• **PROBLEMS AND TASKS**:
**A)** In the Jelena Rowe profile, where did Rowe clear 1.96 m on May 22, 2021?
**B)** Please pull the passage from the Jelena Rowe profile, starting at "In February 2021, Rowe" and ending at "calendar year 2021.", without changing a word.

• **TEXT BLOCK**:
»»
Jelena Rowe

Personal information
- Nationality: American
- Born: 1 August 1999 (age 26)

Sport
- Sport: Track and Field
- Event: High Jump

Achievements and titles
- Personal bests: High jump: 1.96 m (Tucson, 2021)

Medal record
Women's athletics
Representing the United States
Pan American U20 Athletics Championships
| Silver medal – second place | 2017 Trujilo | High jump |

= Jelena Rowe =

American high jumper (born 1999)

Jelena Rowe (born August 1, 1999) is an American athlete who competes in the high jump.

==Biography==
From Bloom Township, Illinois, Rowe attended Bloom High School. She was 6 feet tall as a freshman, then 6'3" as a sophomore and 6'4" as a junior. Rowe played a number of sports such as Volleyball and basketball before settling on athletics and the high jump.

Rowe cleared a height of 1.85 metres at the Illinois Top Times indoor state meet on March 26, 2017, in Bloomington, Illinois and matched that height outdoors on April 22, 2017, at the Sue Pariseau Invite at Glenbard West. In June 2017, she became USA Junior Champion in the high jump, making a clearance of 1.79m metres in Sacramento. She was a silver medalist behind María Fernanda Murillo at the 2017 Pan American U20 Athletics Championships in Trujillo, Peru, in July 2017.

In February 2021, Rowe cleared 1.91 indoors for a new personal best, finishing second to Vashti Cunningham at the American Track League event in Fayetteville, Arkansas. On May 22, 2021, Rowe cleared 1.96m at a meet in Tucson, Arizona. This height ranked her in the top-ten worldwide for the calendar year 2021.

Rowe jumped 1.91m to finish in third place at the USA Indoor Championships on 27 February 2022, in Spokane, Washington. Both Rowe and her training partner Vashti Cunningham however, opted against competing at the 2022 World Athletics Indoor Championships in Belgrade, Serbia due to restrictions around COVID "athlete bubbles".

In February 2025, she placed sixth at the USA Indoor Track and Field Championships in New York.
««
• **DATA PROVIDED**:
»»
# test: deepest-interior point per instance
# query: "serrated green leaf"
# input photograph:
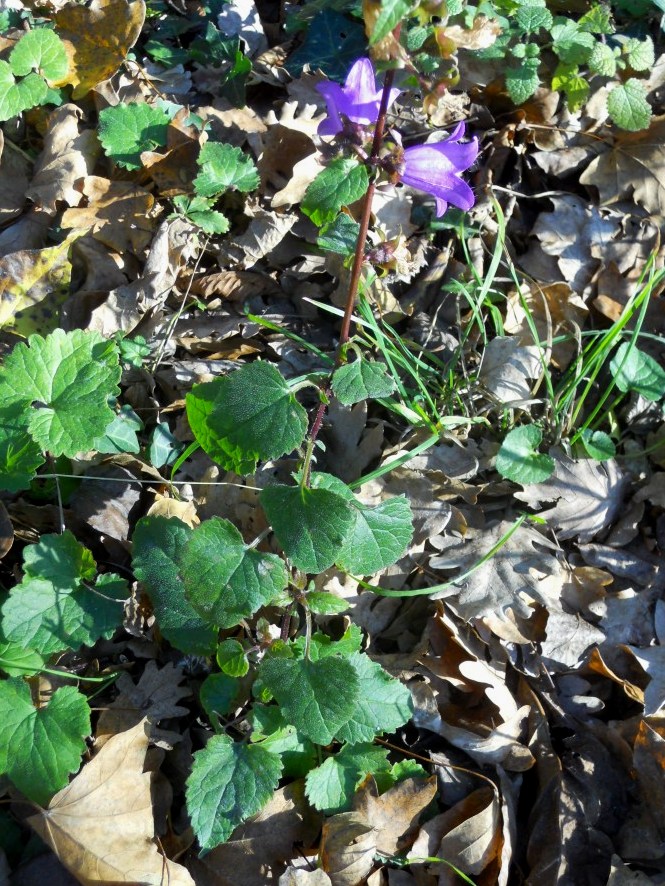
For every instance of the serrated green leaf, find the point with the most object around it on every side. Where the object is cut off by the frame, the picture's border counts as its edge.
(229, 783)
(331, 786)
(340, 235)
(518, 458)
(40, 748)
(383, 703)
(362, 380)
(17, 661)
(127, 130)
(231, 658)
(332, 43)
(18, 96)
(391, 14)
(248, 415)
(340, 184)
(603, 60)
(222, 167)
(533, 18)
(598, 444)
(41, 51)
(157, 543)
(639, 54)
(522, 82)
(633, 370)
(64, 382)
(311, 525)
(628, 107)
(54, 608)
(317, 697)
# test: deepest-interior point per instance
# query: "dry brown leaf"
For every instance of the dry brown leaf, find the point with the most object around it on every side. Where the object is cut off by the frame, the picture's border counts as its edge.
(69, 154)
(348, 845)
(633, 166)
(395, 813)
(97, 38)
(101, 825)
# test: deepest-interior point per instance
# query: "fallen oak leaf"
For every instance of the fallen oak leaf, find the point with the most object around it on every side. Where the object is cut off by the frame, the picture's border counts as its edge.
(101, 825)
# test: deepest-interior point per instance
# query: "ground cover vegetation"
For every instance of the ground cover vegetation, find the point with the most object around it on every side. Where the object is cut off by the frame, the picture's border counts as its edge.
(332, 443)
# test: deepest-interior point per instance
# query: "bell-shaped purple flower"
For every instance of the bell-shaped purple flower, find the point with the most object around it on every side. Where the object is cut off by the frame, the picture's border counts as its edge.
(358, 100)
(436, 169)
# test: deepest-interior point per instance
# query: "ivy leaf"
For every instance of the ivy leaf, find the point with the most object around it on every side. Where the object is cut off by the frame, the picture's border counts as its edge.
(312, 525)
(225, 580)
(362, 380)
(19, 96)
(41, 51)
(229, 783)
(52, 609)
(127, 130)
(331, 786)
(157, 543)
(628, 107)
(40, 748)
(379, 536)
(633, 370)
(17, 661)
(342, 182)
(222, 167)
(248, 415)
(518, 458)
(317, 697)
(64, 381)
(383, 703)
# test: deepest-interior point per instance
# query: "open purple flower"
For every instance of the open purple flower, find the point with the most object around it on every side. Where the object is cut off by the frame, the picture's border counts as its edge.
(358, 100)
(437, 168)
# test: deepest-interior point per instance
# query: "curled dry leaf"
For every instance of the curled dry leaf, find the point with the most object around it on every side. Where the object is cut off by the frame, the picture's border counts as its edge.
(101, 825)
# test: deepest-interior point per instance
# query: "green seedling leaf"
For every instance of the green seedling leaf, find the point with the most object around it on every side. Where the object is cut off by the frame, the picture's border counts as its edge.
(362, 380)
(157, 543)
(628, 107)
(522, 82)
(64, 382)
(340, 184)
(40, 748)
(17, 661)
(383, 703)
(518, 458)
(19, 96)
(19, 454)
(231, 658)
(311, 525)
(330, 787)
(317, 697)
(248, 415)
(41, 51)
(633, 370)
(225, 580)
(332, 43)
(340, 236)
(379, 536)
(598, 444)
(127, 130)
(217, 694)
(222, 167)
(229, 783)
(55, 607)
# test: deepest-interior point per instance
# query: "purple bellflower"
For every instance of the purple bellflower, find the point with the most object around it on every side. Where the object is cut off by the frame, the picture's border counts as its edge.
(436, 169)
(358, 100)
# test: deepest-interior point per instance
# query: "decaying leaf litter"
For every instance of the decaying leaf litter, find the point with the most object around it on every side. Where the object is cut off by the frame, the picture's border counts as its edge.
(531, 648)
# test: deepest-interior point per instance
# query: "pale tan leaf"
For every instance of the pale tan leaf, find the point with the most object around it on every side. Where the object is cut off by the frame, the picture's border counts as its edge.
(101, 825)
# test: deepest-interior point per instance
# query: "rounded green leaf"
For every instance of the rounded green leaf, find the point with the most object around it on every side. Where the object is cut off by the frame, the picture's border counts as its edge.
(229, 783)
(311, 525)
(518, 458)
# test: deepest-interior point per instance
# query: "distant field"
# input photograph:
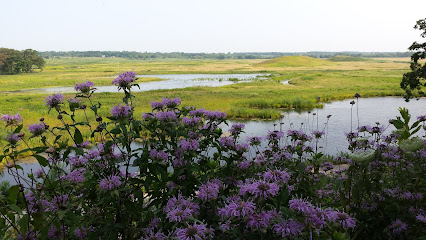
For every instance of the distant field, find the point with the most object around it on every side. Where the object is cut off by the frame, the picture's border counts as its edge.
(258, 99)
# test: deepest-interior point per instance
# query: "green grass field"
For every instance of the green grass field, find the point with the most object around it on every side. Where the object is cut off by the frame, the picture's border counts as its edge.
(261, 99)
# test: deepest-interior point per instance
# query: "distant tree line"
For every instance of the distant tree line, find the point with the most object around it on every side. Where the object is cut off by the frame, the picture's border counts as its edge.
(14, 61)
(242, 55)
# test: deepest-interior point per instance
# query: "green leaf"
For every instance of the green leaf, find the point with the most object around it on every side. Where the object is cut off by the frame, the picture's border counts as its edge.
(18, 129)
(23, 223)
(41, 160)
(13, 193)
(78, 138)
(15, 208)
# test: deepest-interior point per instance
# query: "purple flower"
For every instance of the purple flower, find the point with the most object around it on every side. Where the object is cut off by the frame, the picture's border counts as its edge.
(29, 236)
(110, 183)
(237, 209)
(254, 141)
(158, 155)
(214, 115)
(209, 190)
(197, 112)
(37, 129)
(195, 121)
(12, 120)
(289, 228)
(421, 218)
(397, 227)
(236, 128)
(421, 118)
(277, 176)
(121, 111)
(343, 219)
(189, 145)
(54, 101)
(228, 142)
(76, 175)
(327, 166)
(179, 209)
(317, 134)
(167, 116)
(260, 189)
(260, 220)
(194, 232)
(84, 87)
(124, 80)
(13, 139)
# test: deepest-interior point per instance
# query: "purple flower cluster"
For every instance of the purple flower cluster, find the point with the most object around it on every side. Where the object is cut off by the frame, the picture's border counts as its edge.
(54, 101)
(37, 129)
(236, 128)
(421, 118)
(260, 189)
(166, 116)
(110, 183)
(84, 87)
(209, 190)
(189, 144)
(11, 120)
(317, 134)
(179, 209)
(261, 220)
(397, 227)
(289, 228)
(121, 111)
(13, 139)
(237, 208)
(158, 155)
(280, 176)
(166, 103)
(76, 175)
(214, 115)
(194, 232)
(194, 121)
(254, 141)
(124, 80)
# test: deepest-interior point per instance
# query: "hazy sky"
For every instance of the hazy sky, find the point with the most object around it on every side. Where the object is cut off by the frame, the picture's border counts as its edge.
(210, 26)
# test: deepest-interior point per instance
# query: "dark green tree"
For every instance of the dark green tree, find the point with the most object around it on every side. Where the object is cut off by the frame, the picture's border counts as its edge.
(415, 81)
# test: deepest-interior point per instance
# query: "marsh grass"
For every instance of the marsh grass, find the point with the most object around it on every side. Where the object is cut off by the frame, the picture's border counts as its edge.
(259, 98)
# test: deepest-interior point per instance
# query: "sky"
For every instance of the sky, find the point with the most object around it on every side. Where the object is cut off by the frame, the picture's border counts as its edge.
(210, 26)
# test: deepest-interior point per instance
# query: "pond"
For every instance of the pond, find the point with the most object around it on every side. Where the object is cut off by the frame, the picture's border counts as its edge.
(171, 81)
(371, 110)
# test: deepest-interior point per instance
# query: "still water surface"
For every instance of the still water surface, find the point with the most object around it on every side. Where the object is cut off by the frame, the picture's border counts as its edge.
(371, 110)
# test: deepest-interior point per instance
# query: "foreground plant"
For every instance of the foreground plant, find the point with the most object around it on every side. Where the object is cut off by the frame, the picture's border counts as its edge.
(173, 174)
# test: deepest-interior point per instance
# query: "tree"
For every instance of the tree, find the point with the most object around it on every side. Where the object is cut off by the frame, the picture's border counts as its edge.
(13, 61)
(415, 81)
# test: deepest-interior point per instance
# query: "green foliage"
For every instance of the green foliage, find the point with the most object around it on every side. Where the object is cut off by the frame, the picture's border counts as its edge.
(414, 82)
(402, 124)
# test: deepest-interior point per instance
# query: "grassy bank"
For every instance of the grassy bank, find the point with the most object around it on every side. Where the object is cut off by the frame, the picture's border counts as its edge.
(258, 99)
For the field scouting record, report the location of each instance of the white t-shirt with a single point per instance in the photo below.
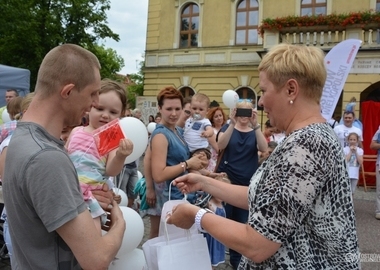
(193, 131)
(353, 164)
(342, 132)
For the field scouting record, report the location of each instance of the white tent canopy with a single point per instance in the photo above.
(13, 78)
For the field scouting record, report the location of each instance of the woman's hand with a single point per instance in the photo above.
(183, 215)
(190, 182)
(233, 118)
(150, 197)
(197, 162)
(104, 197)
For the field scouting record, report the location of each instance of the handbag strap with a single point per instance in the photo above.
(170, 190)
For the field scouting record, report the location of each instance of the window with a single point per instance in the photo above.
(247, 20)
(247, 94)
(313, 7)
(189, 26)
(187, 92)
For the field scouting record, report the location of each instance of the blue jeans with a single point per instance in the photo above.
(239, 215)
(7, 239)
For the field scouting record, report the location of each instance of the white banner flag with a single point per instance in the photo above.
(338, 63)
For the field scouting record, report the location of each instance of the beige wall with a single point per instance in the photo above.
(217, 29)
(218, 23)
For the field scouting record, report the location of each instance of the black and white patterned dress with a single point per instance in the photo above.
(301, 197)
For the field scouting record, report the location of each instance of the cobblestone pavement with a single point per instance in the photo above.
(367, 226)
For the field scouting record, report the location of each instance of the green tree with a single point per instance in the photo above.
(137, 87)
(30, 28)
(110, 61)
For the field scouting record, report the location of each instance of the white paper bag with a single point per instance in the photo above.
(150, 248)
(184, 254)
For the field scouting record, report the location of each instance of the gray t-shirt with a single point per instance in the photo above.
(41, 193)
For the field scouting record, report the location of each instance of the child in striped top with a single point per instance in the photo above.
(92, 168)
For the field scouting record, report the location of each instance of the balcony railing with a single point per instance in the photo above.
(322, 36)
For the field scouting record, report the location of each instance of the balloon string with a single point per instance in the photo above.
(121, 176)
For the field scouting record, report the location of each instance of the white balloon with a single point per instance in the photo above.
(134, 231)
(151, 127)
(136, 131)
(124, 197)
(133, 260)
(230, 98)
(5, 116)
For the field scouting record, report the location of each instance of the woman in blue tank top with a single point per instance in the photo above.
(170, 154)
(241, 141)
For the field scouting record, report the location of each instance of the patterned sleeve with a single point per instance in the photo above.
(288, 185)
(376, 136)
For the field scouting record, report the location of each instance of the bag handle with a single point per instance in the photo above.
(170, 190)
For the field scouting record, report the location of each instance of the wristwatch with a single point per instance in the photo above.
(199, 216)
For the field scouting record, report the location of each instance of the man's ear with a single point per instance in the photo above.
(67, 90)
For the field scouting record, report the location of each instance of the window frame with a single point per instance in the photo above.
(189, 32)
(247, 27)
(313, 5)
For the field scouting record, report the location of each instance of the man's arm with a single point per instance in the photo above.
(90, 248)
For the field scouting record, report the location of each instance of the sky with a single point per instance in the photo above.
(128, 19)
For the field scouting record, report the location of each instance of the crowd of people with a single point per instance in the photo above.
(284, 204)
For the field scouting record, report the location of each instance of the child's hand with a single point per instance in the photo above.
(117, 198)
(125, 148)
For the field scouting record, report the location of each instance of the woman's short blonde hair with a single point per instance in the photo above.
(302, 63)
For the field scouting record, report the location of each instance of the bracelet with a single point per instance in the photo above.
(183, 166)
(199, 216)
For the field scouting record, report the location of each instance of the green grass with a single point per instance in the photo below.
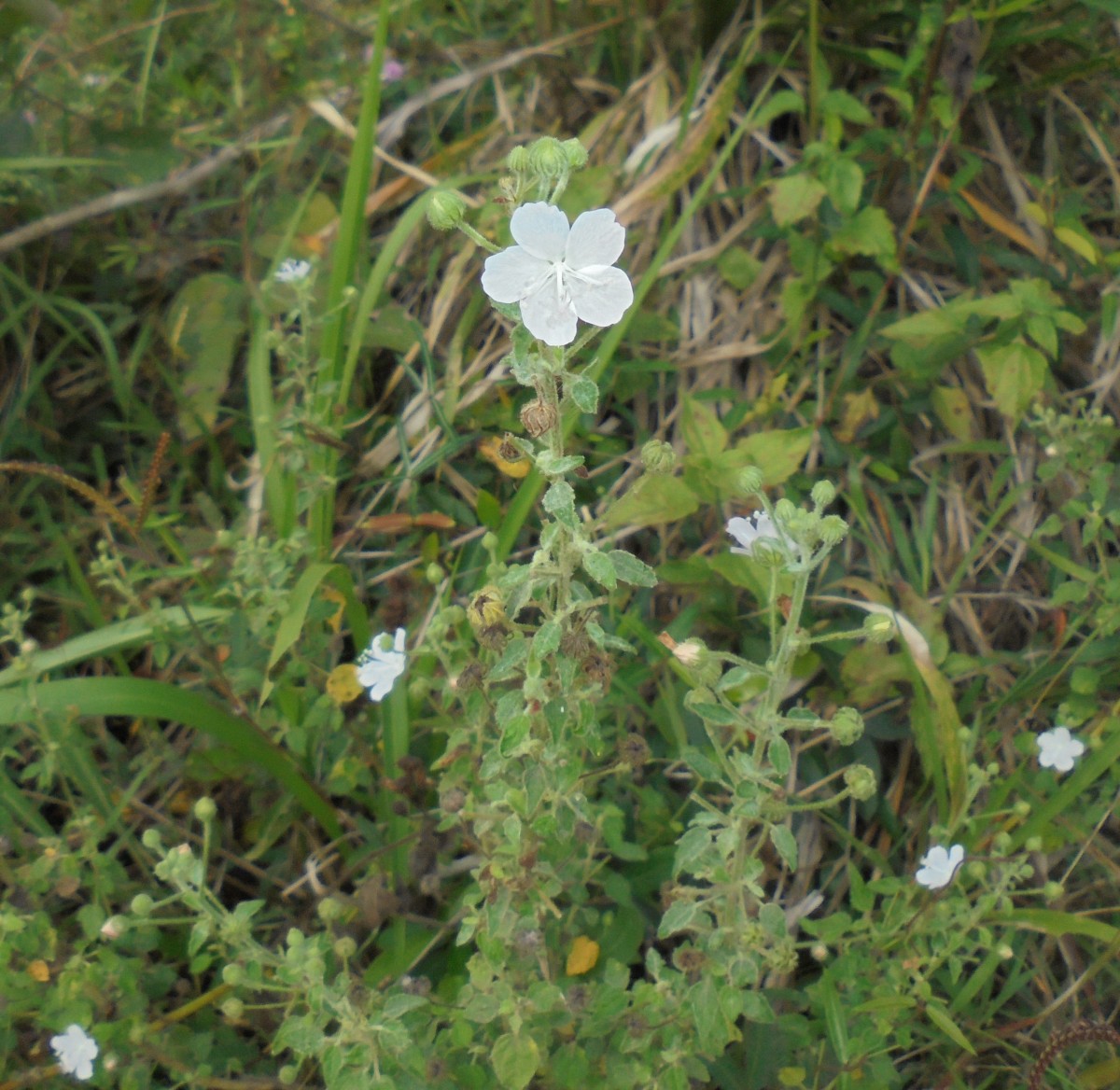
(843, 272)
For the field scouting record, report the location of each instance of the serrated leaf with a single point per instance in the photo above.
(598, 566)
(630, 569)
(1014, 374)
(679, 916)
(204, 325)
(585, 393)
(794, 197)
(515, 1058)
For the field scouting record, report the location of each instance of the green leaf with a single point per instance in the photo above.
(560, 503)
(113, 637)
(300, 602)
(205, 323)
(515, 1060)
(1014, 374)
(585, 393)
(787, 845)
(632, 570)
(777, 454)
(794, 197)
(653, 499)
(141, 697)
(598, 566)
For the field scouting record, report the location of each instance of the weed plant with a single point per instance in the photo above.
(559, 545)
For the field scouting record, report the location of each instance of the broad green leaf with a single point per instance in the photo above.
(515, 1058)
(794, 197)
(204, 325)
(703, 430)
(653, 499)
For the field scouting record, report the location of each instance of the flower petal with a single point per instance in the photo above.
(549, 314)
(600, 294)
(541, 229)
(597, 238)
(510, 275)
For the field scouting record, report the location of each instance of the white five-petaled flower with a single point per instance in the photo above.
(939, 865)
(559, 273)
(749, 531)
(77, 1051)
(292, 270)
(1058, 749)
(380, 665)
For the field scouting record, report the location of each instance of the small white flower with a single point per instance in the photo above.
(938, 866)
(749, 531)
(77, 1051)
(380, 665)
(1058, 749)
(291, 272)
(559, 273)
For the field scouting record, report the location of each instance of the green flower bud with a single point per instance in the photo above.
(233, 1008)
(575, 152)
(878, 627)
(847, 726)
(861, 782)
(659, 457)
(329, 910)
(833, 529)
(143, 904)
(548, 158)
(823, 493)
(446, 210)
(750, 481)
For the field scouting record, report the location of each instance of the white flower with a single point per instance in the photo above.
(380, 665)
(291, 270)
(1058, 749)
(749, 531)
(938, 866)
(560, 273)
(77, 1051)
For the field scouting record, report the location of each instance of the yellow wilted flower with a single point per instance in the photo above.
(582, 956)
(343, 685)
««
• **TASK SOLUTIONS**:
**A)** At a meet in Tucson, Arizona.

**B)**
In February 2021, Rowe cleared 1.91 indoors for a new personal best, finishing second to Vashti Cunningham at the American Track League event in Fayetteville, Arkansas. On May 22, 2021, Rowe cleared 1.96m at a meet in Tucson, Arizona. This height ranked her in the top-ten worldwide for the calendar year 2021.